__Text extract__
Reorganisation of the source tree

Most of the other users of the fptools build system have migrated to
Cabal, and with the move to darcs we can now flatten the source tree
without losing history, so here goes.

The main change is that the ghc/ subdir is gone, and most of what it
contained is now at the top level.  The build system now makes no
pretense at being multi-project, it is just the GHC build system.

No doubt this will break many things, and there will be a period of
instability while we fix the dependencies.  A straightforward build
should work, but I haven't yet fixed binary/source distributions.
Changes to the Building Guide will follow, too.

1 files changed, 498 insertions, 0 deletions

diff --git a/rts/RetainerSet.c b/rts/RetainerSet.c
new file mode 100644
index 0000000000..bfa0bc8acf
--- /dev/null
+++ b/rts/RetainerSet.c
@@ -0,0 +1,498 @@
+/* -----------------------------------------------------------------------------
+ *
+ * (c) The GHC Team, 2001
+ * Author: Sungwoo Park
+ *
+ * Retainer set implementation for retainer profiling (see RetainerProfile.c)
+ *
+ * ---------------------------------------------------------------------------*/
+
+#ifdef PROFILING
+
+#include "Rts.h"
+#include "RtsFlags.h"
+#include "Stats.h"
+#include "RtsUtils.h"
+#include "RetainerSet.h"
+#include "Arena.h"
+#include "Profiling.h"
+
+#include <stdlib.h>
+#include <string.h>
+
+#define HASH_TABLE_SIZE 255
+#define hash(hk)  (hk % HASH_TABLE_SIZE)

__Aim 1__
Shorten the paragraph of the commit text above that begins "No doubt this will break many things," and keep its main facts.
__Aim 2__
From the commit text above, output the part that opens with the words containing "Most of the" and closes with "will follow, too.".

__Provided data__
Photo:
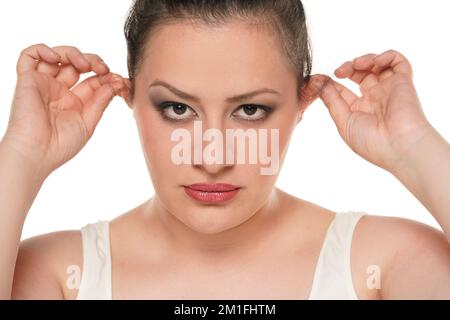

__Exercise answer 1__
The change will probably break many things, and there will be some instability while the dependencies are fixed. A straightforward build should work, but binary and source distributions aren't fixed yet. Building Guide updates will follow.

__Exercise answer 2__
Most of the other users of the fptools build system have migrated to
Cabal, and with the move to darcs we can now flatten the source tree
without losing history, so here goes.

The main change is that the ghc/ subdir is gone, and most of what it
contained is now at the top level.  The build system now makes no
pretense at being multi-project, it is just the GHC build system.

No doubt this will break many things, and there will be a period of
instability while we fix the dependencies.  A straightforward build
should work, but I haven't yet fixed binary/source distributions.
Changes to the Building Guide will follow, too.